> **Task brief**
Can you echo every line of the listing below, without changing a single character?

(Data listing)
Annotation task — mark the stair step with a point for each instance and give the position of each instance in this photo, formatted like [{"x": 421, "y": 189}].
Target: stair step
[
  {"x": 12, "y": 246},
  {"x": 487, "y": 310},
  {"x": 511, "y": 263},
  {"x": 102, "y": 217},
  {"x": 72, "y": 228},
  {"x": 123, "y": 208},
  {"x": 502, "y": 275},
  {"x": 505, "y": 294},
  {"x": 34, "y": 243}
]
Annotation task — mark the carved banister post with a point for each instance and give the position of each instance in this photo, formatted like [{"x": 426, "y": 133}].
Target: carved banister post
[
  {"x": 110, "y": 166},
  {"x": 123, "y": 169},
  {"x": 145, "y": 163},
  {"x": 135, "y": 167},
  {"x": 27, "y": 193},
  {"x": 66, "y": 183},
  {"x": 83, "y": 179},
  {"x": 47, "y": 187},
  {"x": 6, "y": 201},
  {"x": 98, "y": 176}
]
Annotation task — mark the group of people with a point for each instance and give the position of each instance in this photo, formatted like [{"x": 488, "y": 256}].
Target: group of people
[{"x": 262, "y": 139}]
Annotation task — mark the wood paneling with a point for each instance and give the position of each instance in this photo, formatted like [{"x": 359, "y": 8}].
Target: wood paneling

> **Full response**
Annotation task — mark the stair step with a point for each instance and give the position of each instance in this photo, formatted like [{"x": 421, "y": 189}].
Target: stair step
[
  {"x": 12, "y": 246},
  {"x": 487, "y": 310},
  {"x": 511, "y": 263},
  {"x": 102, "y": 217},
  {"x": 72, "y": 228},
  {"x": 123, "y": 208},
  {"x": 502, "y": 275},
  {"x": 505, "y": 294},
  {"x": 34, "y": 243}
]
Annotation task — mark the carved banister post with a point for each instance and give the position of each instance in this photo, formatted like [{"x": 426, "y": 133}].
Target: carved banister post
[
  {"x": 110, "y": 166},
  {"x": 123, "y": 169},
  {"x": 145, "y": 163},
  {"x": 135, "y": 167},
  {"x": 27, "y": 193},
  {"x": 66, "y": 183},
  {"x": 83, "y": 179},
  {"x": 47, "y": 187},
  {"x": 6, "y": 201},
  {"x": 98, "y": 176}
]
Annotation task — mark the group of people with a point for each instance and give the position of each instance in this photo, formatted like [{"x": 488, "y": 256}].
Target: group of people
[{"x": 262, "y": 139}]
Annotation task — mark the wood paneling with a point for each instance and give the position of each instance in this photo, formatted like [{"x": 359, "y": 8}].
Target: wood paneling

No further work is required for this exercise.